READING PASSAGE:
#####

Jude Bellingham once again proves he is the key for England’s Euro 2024 hopes

England 3-1 Italy: Goals from Harry Kane and Marcus Rashford helped England secure qualification for next summer’s tournament

Richard Jolly
at Wembley
Wednesday 18 October 2023 07:00 BST
England beat Italy at Wembley to secure place at Euro 2024

A couple of weeks earlier, Giovanni Di Lorenzo had perhaps the best view of Jude Bellingham’s burgeoning greatness. Not from his perspective, admittedly; there was little enjoyable about it as, close as he was, he was also powerless, backtracking as Bellingham slalomed through the Napoli defence, scoring for Real Madrid after a mesmeric solo run.

If the Napoli captain was determined to avert a repeat, he did when Bellingham surged clear. The methodology was agricultural, the cost a penalty for a scything challenge. Neither approach worked, each brought a goal, the second a Harry Kane spot kick. But if one of the world’s best right-backs struggled to find an answer to the question of how to stop Bellingham, he was not alone.

Bryan Cristante, seeing the prodigy in full flight, opted for a nudge in the back. It proved a cunning tactic, conceding a free kick, but not incurring a booking. Poor Francesco Acerbi found himself stranded in no-man’s land, lobbed brilliantly by Bellingham as he sent Marcus Rashford away to score the goal that, along with Kane’s clincher, sealed England’s place in Euro 2024.

#####

ENTRIES SUPPLIED:
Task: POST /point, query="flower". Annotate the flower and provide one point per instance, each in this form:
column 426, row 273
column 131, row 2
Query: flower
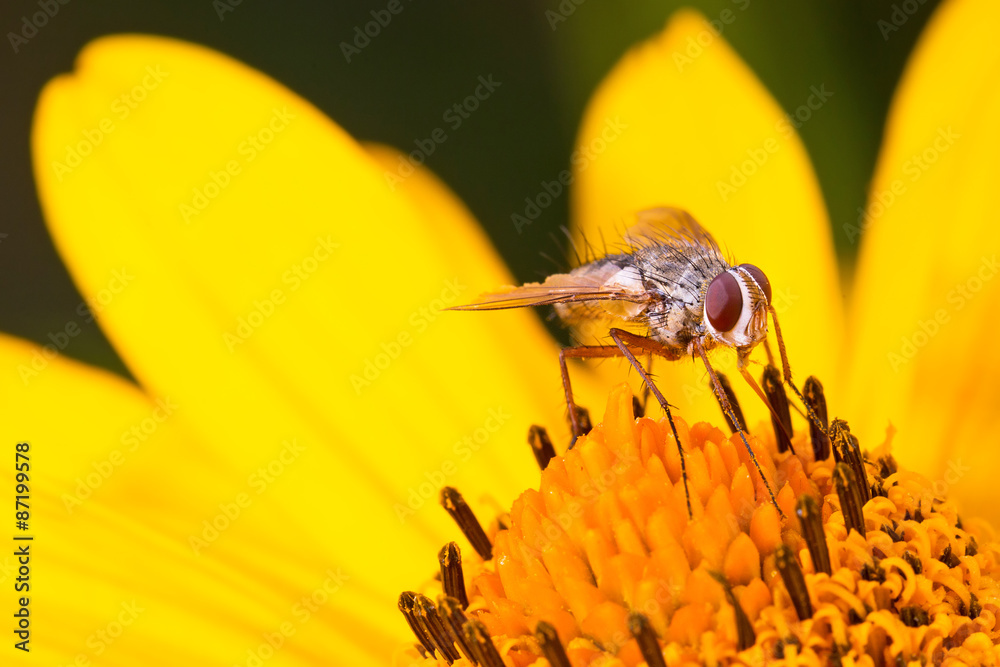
column 279, row 303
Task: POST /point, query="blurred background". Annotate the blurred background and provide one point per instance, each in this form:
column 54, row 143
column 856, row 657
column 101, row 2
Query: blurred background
column 547, row 54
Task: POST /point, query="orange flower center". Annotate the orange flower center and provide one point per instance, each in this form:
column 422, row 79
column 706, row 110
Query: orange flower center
column 601, row 565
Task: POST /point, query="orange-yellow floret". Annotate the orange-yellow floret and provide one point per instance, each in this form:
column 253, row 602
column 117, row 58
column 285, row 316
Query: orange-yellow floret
column 607, row 533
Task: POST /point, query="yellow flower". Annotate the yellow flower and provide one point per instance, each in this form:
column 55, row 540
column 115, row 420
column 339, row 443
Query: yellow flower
column 271, row 487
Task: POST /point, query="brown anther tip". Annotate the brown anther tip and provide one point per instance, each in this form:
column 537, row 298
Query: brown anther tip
column 850, row 498
column 637, row 410
column 552, row 648
column 454, row 618
column 455, row 505
column 734, row 404
column 795, row 583
column 427, row 614
column 583, row 419
column 541, row 446
column 645, row 636
column 746, row 636
column 452, row 577
column 811, row 520
column 781, row 418
column 478, row 638
column 812, row 391
column 407, row 603
column 849, row 450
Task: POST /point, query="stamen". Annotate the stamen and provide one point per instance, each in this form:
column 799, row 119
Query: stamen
column 816, row 400
column 850, row 498
column 551, row 647
column 407, row 602
column 638, row 410
column 452, row 579
column 781, row 417
column 914, row 561
column 849, row 451
column 454, row 618
column 734, row 404
column 478, row 637
column 426, row 613
column 914, row 616
column 644, row 634
column 795, row 583
column 541, row 445
column 811, row 519
column 745, row 635
column 583, row 420
column 455, row 505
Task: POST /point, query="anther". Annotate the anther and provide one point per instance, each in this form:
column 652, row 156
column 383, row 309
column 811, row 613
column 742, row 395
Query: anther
column 455, row 505
column 426, row 614
column 454, row 618
column 637, row 410
column 811, row 520
column 781, row 417
column 552, row 648
column 406, row 605
column 812, row 391
column 791, row 574
column 452, row 579
column 734, row 404
column 745, row 635
column 645, row 636
column 583, row 419
column 541, row 445
column 850, row 498
column 914, row 616
column 477, row 637
column 849, row 450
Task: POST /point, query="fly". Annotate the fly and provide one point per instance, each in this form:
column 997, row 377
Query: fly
column 671, row 293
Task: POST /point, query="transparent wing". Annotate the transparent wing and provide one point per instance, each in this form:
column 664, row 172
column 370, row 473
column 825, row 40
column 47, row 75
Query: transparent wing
column 670, row 226
column 558, row 288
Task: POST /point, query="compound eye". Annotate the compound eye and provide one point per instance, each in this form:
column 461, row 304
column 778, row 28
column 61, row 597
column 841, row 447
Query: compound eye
column 724, row 302
column 760, row 278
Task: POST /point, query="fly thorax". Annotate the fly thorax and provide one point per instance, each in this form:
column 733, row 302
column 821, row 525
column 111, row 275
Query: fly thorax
column 628, row 279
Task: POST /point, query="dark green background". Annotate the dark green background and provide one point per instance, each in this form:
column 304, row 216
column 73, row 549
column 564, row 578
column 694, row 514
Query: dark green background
column 425, row 60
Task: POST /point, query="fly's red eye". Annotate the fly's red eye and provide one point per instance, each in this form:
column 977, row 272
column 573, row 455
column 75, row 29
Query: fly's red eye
column 724, row 302
column 760, row 278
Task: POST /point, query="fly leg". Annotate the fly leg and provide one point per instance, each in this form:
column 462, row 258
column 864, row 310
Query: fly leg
column 626, row 345
column 727, row 408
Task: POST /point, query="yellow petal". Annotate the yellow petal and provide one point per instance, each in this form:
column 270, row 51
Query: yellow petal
column 681, row 121
column 926, row 301
column 253, row 262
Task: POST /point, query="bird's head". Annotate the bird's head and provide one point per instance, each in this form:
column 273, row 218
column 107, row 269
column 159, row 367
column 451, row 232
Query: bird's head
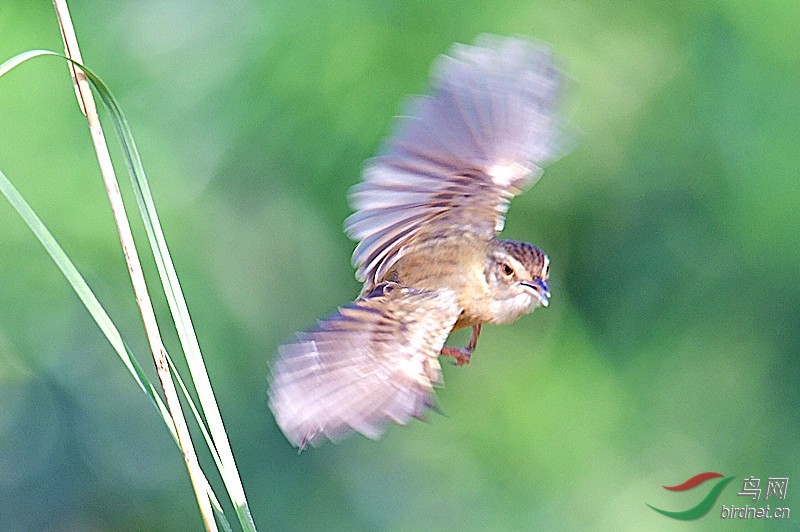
column 517, row 274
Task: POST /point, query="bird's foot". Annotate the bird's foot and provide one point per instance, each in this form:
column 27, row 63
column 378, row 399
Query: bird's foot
column 460, row 354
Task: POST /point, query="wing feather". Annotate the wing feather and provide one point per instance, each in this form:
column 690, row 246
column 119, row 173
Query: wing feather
column 458, row 156
column 370, row 362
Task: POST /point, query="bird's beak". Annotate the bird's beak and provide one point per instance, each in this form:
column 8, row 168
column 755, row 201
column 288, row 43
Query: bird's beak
column 540, row 289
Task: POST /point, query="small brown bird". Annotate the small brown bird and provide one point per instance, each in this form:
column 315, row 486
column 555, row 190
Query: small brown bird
column 427, row 215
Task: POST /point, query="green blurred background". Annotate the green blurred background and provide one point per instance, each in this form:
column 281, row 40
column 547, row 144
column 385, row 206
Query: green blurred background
column 670, row 347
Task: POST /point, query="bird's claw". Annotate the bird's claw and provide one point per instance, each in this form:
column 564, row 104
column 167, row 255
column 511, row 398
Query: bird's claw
column 460, row 354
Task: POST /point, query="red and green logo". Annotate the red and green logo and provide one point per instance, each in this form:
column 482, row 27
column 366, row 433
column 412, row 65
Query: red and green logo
column 703, row 506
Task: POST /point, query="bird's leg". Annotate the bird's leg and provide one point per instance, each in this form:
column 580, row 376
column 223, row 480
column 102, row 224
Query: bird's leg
column 463, row 354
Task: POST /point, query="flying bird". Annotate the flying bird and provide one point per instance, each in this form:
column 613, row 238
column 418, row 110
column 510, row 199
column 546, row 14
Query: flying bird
column 427, row 215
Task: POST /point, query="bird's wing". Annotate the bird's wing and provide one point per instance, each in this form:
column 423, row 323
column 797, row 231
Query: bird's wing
column 372, row 361
column 458, row 156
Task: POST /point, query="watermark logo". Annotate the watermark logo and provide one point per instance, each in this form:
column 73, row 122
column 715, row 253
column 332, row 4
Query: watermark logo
column 701, row 508
column 774, row 489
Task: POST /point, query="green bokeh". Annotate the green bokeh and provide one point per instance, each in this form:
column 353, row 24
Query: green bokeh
column 670, row 347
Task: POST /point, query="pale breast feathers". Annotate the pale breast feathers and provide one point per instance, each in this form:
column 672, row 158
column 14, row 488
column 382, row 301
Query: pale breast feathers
column 458, row 156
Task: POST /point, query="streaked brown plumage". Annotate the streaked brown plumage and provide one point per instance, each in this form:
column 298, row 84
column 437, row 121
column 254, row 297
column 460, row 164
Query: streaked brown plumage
column 427, row 214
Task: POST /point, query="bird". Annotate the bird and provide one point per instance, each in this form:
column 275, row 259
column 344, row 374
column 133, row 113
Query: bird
column 428, row 212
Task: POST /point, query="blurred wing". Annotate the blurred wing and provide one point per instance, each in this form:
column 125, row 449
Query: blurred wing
column 372, row 361
column 455, row 161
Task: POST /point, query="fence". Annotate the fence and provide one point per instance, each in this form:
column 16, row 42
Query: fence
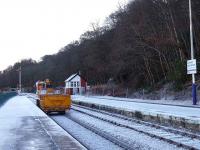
column 5, row 96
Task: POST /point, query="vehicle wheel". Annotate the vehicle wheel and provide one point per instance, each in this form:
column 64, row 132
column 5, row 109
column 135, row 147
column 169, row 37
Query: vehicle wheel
column 62, row 112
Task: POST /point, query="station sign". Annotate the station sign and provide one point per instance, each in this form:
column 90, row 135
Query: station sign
column 191, row 66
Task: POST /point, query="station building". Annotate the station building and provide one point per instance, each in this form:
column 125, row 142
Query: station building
column 75, row 84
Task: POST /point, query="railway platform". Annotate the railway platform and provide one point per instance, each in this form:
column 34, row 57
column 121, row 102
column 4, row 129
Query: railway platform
column 25, row 127
column 180, row 116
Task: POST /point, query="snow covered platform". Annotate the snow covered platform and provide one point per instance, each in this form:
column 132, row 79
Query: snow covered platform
column 24, row 126
column 178, row 116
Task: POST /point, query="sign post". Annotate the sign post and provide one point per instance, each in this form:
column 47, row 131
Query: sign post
column 194, row 97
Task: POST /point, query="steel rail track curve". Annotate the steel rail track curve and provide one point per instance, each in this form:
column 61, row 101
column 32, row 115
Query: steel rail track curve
column 112, row 99
column 166, row 130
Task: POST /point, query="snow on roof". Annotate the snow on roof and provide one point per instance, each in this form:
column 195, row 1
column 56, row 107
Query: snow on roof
column 71, row 77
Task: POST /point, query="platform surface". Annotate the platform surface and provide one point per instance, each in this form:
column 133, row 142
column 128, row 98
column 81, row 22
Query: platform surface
column 23, row 126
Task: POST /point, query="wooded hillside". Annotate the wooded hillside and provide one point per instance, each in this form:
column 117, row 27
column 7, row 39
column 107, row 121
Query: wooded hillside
column 140, row 45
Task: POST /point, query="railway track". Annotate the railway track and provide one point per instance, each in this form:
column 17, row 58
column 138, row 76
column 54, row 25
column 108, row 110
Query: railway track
column 176, row 137
column 126, row 100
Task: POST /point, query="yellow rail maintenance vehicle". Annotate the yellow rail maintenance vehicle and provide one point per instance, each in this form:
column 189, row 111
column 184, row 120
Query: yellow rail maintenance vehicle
column 52, row 100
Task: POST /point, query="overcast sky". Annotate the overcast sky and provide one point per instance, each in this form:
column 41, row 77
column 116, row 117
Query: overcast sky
column 33, row 28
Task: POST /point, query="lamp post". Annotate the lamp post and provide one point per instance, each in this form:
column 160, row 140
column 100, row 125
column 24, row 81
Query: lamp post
column 192, row 55
column 20, row 79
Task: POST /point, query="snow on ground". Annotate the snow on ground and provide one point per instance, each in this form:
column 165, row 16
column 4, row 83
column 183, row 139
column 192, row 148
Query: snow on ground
column 161, row 101
column 24, row 126
column 137, row 140
column 91, row 140
column 146, row 108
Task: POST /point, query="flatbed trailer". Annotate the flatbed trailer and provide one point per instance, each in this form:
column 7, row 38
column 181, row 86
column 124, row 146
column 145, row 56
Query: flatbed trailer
column 54, row 103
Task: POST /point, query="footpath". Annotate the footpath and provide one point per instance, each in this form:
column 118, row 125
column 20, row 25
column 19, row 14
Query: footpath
column 25, row 127
column 187, row 117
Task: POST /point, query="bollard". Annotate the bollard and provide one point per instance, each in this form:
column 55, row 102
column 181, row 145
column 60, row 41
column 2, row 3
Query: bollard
column 194, row 94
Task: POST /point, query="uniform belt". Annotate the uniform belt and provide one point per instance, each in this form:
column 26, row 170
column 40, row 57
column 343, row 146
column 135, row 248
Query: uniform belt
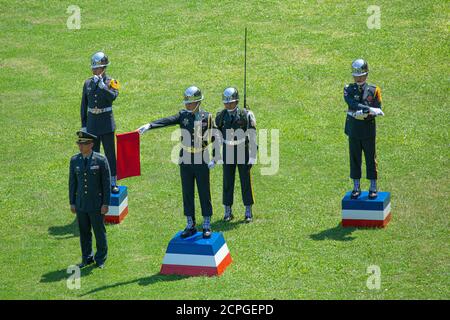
column 99, row 110
column 352, row 114
column 233, row 142
column 193, row 149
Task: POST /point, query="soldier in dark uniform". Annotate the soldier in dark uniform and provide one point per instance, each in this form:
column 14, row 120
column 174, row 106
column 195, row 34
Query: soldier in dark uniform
column 99, row 92
column 238, row 131
column 89, row 195
column 364, row 104
column 195, row 163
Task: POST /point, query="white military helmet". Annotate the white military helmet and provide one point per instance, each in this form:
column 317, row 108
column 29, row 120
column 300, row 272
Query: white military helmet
column 230, row 94
column 99, row 59
column 192, row 94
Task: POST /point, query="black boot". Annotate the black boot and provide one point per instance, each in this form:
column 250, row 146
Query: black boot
column 248, row 214
column 373, row 194
column 207, row 233
column 85, row 263
column 188, row 232
column 228, row 216
column 115, row 189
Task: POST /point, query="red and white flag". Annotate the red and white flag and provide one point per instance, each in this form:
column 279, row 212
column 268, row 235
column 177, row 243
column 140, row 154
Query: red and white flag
column 128, row 155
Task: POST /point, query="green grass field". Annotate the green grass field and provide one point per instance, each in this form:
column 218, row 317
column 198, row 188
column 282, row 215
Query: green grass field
column 299, row 55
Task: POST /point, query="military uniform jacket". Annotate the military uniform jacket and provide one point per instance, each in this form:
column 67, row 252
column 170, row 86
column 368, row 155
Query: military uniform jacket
column 89, row 186
column 96, row 98
column 238, row 119
column 196, row 124
column 359, row 98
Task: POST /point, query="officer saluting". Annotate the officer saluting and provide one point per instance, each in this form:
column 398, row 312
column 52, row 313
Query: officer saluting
column 364, row 104
column 194, row 157
column 99, row 92
column 237, row 126
column 89, row 195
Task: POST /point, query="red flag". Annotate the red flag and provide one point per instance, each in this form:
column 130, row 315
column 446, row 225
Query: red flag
column 128, row 155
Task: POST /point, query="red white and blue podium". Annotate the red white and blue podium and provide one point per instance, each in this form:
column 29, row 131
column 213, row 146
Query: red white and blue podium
column 195, row 256
column 365, row 212
column 118, row 207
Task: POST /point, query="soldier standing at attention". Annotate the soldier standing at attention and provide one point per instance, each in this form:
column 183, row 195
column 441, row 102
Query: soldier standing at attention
column 99, row 92
column 239, row 150
column 89, row 195
column 194, row 157
column 364, row 104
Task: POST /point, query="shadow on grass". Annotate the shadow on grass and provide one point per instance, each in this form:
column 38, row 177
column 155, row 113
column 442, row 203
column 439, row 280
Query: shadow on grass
column 226, row 226
column 62, row 274
column 337, row 233
column 65, row 232
column 141, row 281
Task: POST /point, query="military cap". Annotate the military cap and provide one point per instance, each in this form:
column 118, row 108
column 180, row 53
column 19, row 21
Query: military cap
column 85, row 137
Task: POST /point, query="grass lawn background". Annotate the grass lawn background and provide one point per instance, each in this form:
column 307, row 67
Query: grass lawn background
column 299, row 53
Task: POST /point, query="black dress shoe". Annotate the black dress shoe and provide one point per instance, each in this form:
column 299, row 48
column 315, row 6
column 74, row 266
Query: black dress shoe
column 85, row 263
column 372, row 194
column 228, row 218
column 115, row 189
column 355, row 193
column 188, row 232
column 207, row 233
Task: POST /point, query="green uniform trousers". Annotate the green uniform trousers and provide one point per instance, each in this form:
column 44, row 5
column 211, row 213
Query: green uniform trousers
column 356, row 147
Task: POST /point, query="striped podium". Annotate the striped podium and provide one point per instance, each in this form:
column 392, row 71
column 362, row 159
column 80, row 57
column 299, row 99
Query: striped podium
column 118, row 206
column 365, row 212
column 195, row 256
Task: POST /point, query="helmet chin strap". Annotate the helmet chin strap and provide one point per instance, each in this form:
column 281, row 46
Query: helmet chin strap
column 232, row 109
column 195, row 109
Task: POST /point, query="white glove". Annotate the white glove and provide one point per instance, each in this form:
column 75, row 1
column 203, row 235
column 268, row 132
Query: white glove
column 376, row 112
column 360, row 115
column 95, row 78
column 144, row 128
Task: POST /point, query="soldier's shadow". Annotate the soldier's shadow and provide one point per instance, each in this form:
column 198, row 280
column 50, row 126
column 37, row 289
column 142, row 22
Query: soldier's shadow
column 157, row 277
column 62, row 274
column 223, row 226
column 337, row 233
column 65, row 232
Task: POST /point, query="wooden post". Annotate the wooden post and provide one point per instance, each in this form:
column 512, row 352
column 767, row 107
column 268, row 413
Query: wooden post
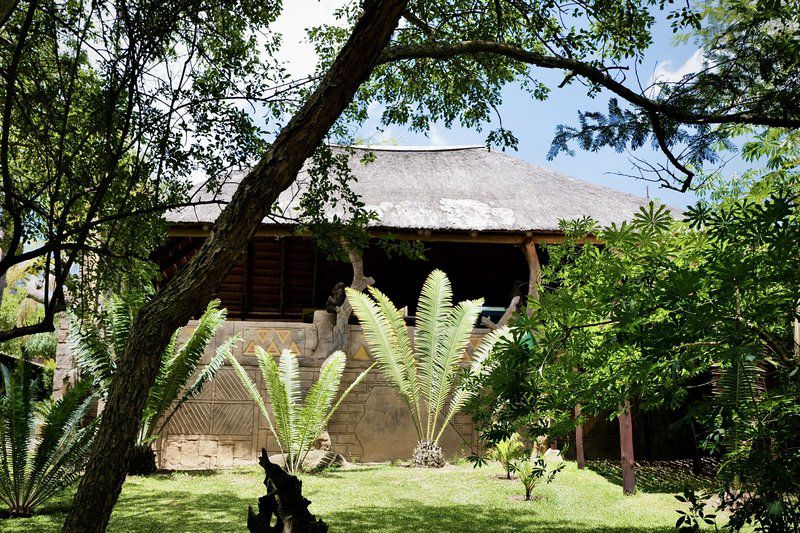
column 626, row 449
column 579, row 440
column 534, row 269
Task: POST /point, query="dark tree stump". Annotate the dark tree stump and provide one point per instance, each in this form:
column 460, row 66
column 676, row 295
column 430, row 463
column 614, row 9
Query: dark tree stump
column 142, row 461
column 285, row 502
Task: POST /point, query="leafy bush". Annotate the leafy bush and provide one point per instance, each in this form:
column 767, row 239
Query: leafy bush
column 426, row 374
column 98, row 345
column 696, row 517
column 297, row 423
column 507, row 451
column 533, row 471
column 37, row 464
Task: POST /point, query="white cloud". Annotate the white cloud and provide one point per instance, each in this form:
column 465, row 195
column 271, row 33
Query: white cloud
column 666, row 72
column 436, row 137
column 297, row 16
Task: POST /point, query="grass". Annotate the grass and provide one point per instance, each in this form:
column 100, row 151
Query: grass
column 381, row 498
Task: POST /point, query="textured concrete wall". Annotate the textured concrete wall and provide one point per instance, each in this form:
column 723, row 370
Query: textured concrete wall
column 222, row 427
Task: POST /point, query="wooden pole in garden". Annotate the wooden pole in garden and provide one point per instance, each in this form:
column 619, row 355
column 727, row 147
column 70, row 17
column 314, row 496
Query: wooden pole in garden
column 626, row 449
column 534, row 269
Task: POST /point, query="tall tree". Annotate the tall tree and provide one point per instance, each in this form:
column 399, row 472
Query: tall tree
column 193, row 286
column 107, row 108
column 449, row 61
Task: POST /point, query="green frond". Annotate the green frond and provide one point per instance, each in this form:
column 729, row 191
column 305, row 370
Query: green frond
column 255, row 395
column 60, row 421
column 433, row 308
column 318, row 403
column 93, row 356
column 35, row 467
column 178, row 368
column 120, row 311
column 206, row 374
column 403, row 347
column 451, row 348
column 279, row 399
column 465, row 391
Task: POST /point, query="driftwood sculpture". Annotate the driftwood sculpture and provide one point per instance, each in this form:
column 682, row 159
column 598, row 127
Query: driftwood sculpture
column 285, row 502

#####

WHAT YOU ARE ASKED TO DO:
Please answer these questions using the match report above:
(a) What was the final score between England and Italy?
(b) Which club was Bellingham playing for when he scored against Napoli?
(c) Which player stopped Bellingham with a nudge in the back?

WRITTEN RESPONSE:
(a) England 3-1 Italy
(b) Real Madrid
(c) Bryan Cristante